▸ **PROBLEM TO SOLVE**:
Repeat every line of the listing below word for word, leaving out the pictures.

▸ **DATA FOR THIS TASK**:
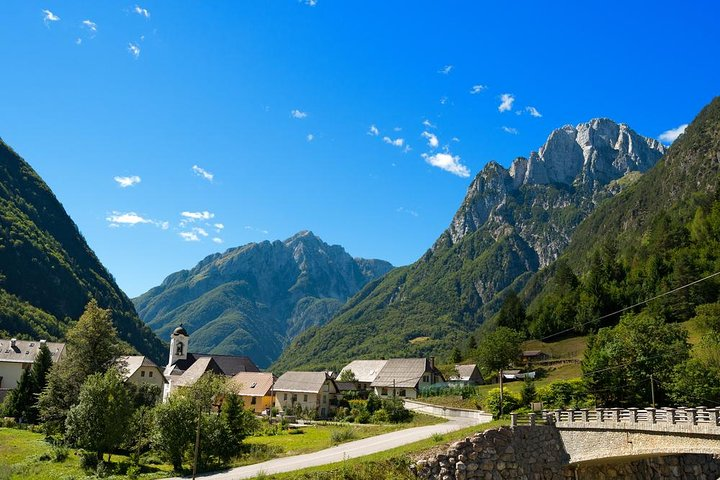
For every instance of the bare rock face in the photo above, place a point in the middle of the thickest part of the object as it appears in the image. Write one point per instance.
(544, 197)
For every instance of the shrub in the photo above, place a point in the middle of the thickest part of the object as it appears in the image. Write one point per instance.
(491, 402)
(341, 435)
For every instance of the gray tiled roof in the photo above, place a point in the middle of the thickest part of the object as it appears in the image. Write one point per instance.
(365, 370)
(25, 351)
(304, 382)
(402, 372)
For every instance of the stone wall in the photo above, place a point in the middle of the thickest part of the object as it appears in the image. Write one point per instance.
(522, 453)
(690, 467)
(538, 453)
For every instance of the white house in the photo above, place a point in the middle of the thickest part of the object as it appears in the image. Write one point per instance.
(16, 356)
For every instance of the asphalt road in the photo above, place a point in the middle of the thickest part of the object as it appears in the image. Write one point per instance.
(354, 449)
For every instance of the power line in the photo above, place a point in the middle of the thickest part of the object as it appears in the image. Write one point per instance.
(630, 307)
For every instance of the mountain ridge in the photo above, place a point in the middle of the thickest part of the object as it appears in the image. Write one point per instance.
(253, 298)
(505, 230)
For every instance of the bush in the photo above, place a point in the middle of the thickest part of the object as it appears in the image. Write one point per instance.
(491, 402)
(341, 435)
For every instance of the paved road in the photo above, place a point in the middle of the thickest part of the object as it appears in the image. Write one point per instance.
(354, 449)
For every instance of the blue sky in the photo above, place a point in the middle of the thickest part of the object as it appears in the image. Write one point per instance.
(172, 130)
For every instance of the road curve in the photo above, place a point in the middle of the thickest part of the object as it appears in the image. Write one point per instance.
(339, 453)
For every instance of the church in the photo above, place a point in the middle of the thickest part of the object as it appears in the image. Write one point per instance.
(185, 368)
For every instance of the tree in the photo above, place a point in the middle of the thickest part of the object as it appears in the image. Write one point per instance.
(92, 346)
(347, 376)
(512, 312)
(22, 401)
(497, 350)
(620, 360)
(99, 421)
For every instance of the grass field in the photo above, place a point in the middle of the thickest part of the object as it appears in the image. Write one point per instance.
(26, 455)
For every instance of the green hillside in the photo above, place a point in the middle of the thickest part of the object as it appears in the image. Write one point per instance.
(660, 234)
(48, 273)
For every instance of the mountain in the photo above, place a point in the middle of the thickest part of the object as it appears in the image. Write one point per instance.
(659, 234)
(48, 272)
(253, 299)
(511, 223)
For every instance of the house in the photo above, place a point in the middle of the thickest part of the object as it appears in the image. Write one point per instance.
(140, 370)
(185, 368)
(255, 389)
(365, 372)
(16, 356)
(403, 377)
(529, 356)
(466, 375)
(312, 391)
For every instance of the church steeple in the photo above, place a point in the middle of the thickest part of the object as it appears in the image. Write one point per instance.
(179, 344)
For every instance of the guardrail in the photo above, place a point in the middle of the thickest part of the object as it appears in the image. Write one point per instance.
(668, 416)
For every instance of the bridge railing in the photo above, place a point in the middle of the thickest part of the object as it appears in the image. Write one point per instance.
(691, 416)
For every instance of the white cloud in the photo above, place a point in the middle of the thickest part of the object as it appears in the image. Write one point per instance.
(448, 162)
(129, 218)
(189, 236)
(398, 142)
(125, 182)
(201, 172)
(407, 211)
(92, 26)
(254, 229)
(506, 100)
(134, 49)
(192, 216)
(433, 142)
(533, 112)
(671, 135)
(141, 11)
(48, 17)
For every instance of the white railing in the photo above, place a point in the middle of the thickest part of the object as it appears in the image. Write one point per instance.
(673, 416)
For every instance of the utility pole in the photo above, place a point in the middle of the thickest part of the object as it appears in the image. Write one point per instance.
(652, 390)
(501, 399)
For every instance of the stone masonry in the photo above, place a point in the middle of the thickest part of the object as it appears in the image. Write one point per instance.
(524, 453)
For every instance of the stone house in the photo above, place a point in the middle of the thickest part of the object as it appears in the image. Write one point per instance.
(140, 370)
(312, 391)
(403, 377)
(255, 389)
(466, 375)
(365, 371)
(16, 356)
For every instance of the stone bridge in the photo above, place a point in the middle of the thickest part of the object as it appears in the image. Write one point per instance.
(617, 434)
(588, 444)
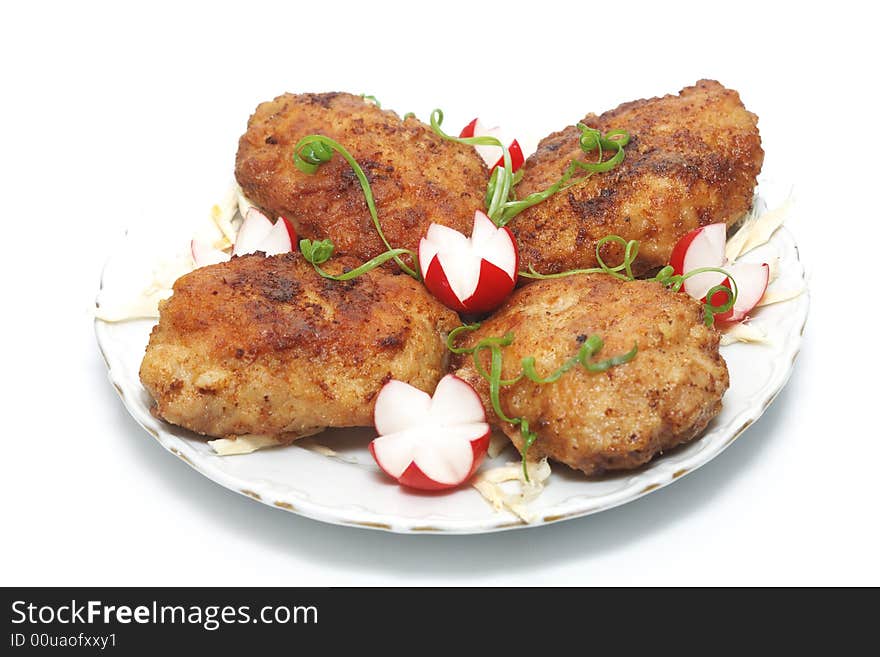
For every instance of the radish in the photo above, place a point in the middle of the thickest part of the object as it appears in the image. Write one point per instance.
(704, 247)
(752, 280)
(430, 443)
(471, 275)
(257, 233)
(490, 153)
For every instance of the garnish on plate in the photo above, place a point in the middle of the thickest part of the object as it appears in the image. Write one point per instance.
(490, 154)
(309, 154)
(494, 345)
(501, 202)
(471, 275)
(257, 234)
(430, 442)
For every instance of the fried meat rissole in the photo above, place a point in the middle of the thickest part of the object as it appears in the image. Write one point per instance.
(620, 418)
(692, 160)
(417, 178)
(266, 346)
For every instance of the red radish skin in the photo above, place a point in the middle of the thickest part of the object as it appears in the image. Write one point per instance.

▸ **RESPONSE FOR THIS EXERCISE**:
For every instance of the bare rock face in the photo above, place a point in the middle of the thickest part of the object as it appears in the image. Write one point per instance.
(544, 197)
For every instance of the shrub in the photo above, place a point in the middle of the thickest part of the object as it appears in the image. Write one point per instance.
(491, 402)
(341, 435)
For every instance of the gray tiled roof in the photo above, place a point in the middle of the thickest part of the object as it appears in the image. Write one point per instance.
(365, 370)
(25, 351)
(304, 382)
(402, 372)
For every instance of the stone wall in the photo above, place a point in the middle of the thickest part of the object as it appears in the image. Write one point per instance.
(522, 453)
(690, 467)
(538, 453)
For every instance of the white house in the photo above, place a point in the middle of the thickest part of the object as it appears in the image. Write one point per instance.
(16, 356)
For every instance of the asphalt road in the photo above, place a point in the middle of the thickest part of the object as it appears in the image. Write one point per instance.
(354, 449)
For every instance of the power line in the photo above, place a point in the middle of the thickest part of the object as it appears in the image. Write one point per instance.
(630, 307)
For every instance of the mountain ridge in the photo above, place a point in the middle of the thickest part of the object as it appears in the image. Write one point per instance.
(253, 298)
(505, 230)
For every instance of the bush in the photo above, place a point in the middle of the thickest part of the object as it appears in the image. Write one point per instance.
(491, 402)
(341, 435)
For every instance of the paved road in the photo above, place a point in the middle of the thickest part of the object as it appears in the image. Write one point per instance.
(354, 449)
For every instance of the blue sky in the photo above, place a point in the middle of the thickest part of the object as it appears in the image. Write one point per instance.
(172, 130)
For every instance of the road curve in the photo above, place a point in the middle of the thickest part of the object as it appears in the image. Write one point per instance.
(339, 453)
For every instance of the church in the photo above, place a point in the middle of the thickest part of the object as it appears in the image. Write one point per instance.
(185, 368)
For every instance of the tree in the photo above, place a point in the middle of the thickest part of the object as it appears in the image. Write one point per instance.
(92, 346)
(347, 376)
(512, 312)
(22, 401)
(497, 350)
(620, 360)
(99, 421)
For every instance of the grass field in the photo above, place a point in the middle of the thickest part of the object as it appears in the image. Write one point per instance.
(26, 455)
For every instance of the green hillside in the photo above, place a point in the middle of the thickest part of the object as it appears in the image. Write one point per instance.
(660, 234)
(48, 273)
For every instance of the mountain in the photo above, place a point in the middle of the thickest part of the object as it appears in the image. Write one point per instance.
(659, 234)
(48, 272)
(253, 299)
(511, 223)
For every instance of the house in the photo above, place a point in the middle of the thickest part of the object as it appears in the image. Write one point per instance.
(140, 370)
(185, 368)
(255, 389)
(365, 372)
(16, 356)
(403, 377)
(529, 356)
(466, 375)
(312, 391)
For every instance of the church steeple in the photo above, place a point in the middle of the thickest part of the object as it appears in the image. Write one point per instance.
(179, 344)
For every instance of the guardrail in the photo above, place a point in the middle of the thickest part of the object as it appears in the image. Write one point per instance.
(668, 416)
For every instance of the bridge railing in the photo above, place a point in the middle of the thickest part of the object as it appears in the image. Write one point per instance.
(691, 416)
For every instance of the white cloud in the photo above, place a point in the middle of the thickest part of the object as it appears in the image. Write one point per instance.
(448, 162)
(129, 218)
(189, 236)
(398, 142)
(125, 182)
(201, 172)
(407, 211)
(92, 26)
(254, 229)
(506, 100)
(134, 49)
(192, 216)
(433, 142)
(533, 112)
(671, 135)
(141, 11)
(48, 17)
For every instance of the white railing in the photo above, place a point in the middle of the thickest part of the object as it appears in the image. Write one point per instance.
(673, 416)
For every instance of the utility pole in the photo above, place a point in the middle of the thickest part of the object as it appears in the image. Write one point per instance.
(652, 390)
(501, 399)
For every instance of the stone masonry in the photo above, place a point in the middle of the thickest part of the object as it appears in the image. Write one point per instance.
(524, 453)
For every instance of the stone house in the photo above, place a point in the middle of the thickest part of the object as it appears in the image. Write one point per instance.
(140, 370)
(312, 391)
(403, 377)
(255, 389)
(466, 375)
(365, 371)
(16, 356)
For every instance of the stone bridge in the photo above, place a point in the middle of the thickest part of the object as it appears in the image. Write one point per instance.
(617, 434)
(588, 444)
For every instance of the radish in the photo above, place a point in the middle of the thickest part of the object as it appears in the image. Write one point per instance.
(704, 247)
(752, 280)
(430, 443)
(471, 275)
(257, 233)
(490, 153)
For every instance of the garnish on plate in the photo above, place a point in the middle of the thickest part of the object as it appears in the image. Write one point per instance.
(490, 154)
(309, 154)
(494, 345)
(501, 202)
(471, 275)
(257, 234)
(430, 442)
For every instance of the fried meat rissole in the photo above, place a point in the middle of the thickest part of the object as it appears in the image. Write one point per instance.
(620, 418)
(692, 160)
(417, 178)
(266, 346)
For every instance of the red radish skin in the photo above, place a point in the middle of the thickest part of the object as it appears in the image. Write one point per instance.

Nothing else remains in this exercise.